Source passage:

The activist who spoke on condition of anonymity agreed with many of the points raised by Peoples and Wilson.
“I would say that as with most things, what goes on in the LGBTQ community mirrors what goes on in the mainstream community when it comes to racism and patriarchy and socio-economic differences and oppression,” the activist said.
“So it’s never gone away and as long as it’s not addressed it’s not going to go away,” said the activist. “I think what you’re seeing is a lot of the racial tensions that are bubbling up to the surface have been there underneath.”
The activist added, “And I think while some of these organizations realize that changes have to be made, not everybody realizes the urgency. They think they can do it over the course of time. And I think what you’re seeing is young activists are saying they’re not going to wait anymore. They’re very vocal. They’re very impatient. And they’re coming from another era that most people my age aren’t used to.”
The activist said some of the issues raised by groups such as No Justice No Pride are valid while other issues being raised are not valid, such as banning police from the Capital Pride parade.

Records:
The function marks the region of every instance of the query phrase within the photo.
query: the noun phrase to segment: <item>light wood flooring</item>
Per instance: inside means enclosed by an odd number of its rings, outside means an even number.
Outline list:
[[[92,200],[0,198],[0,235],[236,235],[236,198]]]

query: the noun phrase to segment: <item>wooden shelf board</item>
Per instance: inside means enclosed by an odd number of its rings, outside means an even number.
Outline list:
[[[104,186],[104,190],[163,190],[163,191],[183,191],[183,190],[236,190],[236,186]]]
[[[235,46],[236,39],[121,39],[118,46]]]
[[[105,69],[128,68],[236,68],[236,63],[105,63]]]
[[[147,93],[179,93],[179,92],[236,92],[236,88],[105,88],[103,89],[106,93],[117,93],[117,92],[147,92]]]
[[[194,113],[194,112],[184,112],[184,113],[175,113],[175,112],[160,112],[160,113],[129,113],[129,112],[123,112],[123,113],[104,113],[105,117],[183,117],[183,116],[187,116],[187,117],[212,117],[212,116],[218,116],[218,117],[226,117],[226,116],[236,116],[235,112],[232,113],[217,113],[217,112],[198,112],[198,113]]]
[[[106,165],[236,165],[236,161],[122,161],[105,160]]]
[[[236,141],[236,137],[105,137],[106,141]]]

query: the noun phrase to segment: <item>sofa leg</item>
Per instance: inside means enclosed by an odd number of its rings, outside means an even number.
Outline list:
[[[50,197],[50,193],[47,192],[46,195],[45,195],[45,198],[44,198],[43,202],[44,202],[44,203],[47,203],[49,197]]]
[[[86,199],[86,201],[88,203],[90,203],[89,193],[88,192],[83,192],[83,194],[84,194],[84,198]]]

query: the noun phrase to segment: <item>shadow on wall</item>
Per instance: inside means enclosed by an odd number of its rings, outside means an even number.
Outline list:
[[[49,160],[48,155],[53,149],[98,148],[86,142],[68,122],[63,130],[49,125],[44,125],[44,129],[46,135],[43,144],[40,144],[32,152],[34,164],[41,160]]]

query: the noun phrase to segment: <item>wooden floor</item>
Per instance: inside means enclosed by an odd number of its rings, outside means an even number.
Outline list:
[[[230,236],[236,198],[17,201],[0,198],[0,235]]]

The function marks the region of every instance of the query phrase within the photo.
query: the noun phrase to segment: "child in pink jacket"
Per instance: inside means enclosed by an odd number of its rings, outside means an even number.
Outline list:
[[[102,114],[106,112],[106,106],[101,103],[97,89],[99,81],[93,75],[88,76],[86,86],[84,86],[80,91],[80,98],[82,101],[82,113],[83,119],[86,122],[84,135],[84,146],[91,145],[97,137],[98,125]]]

Exercises:
• 1. Update the rows from the line with "query: the noun phrase to segment: <item>wooden floor</item>" to the line with "[[[230,236],[236,198],[17,201],[0,198],[0,235]]]" by replacing "Outline list" with "Polygon list". Change nothing else, and return only those lines.
• 2. Take the passage on racial tensions in the LGBTQ community further, starting after its last sentence.
The passage and the rows come from unrelated sources.

The responses:
• 1.
query: the noun phrase to segment: <item>wooden floor</item>
Per instance: inside means enclosed by an odd number of its rings, outside means an even number.
Polygon list:
[[[230,236],[236,198],[17,201],[0,198],[0,235]]]

• 2.
“But there seems to be no middle ground,” said the activist. “If the powers that be met the activists on some middle ground and say this is what we can do now and this is what we can do moving forward you would see some movement. But I think everybody’s in an all-or-nothing stance and that’s unfortunate.”
Fowlkes said while many hurdles remain in the quest for full inclusion of people of color in LGBT organizations and institutions he sees important progress being made on that front locally.
“Capital Pride is taking a great deal of energy into improving its relationship with different parts of our community, including Black Pride,” he said. “We work with them. We talk to them. We have a relationship with them. And we will be participating in their Pride and they participate in our Pride.”
Fowlkes, who has played a lead role in organizing D.C.’s Black Pride activities for over a decade, said the different Pride events held in D.C. each year such as Black Pride, Trans Pride, and Latino Pride are not mutually exclusive.
“People need to understand their communities and be proud of their communities, whatever part of the community they come from,” he said. “That doesn’t mean you can’t participate in Capital Pride or Capital Pride is evil,” he continued.
“I think there are always issues of inclusion that have to be dealt with. And we have to struggle with those,” said Fowlkes. “And there’s nothing wrong with that struggle. That struggle brings growth. And we have to always keep struggling and we have to be reminded of how important that struggle is.”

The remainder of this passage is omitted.